• **Stated problem**: Please copy the listing below with "keypoint" changed to "marker" and everything else left as it is. Leave the pictures out of your answer.

• **Given records**:

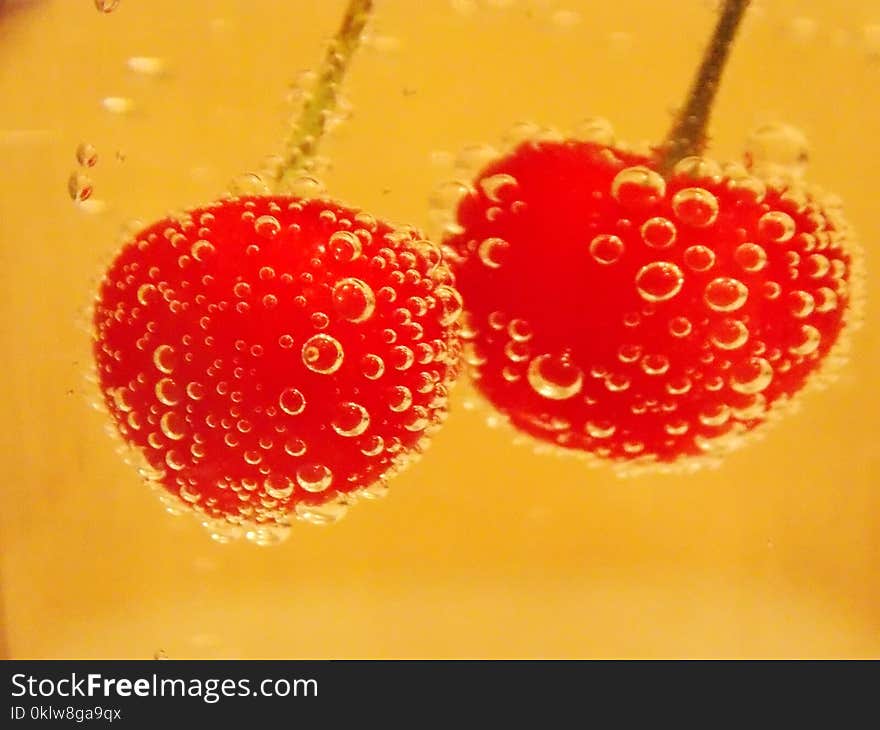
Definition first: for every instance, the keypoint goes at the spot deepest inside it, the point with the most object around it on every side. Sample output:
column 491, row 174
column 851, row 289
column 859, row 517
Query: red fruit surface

• **Output for this task**:
Definition first: for every instance, the marker goes at the spot deepest inside it, the point with the most object around it on every side. Sample output:
column 491, row 174
column 851, row 289
column 859, row 517
Query: red fruit surface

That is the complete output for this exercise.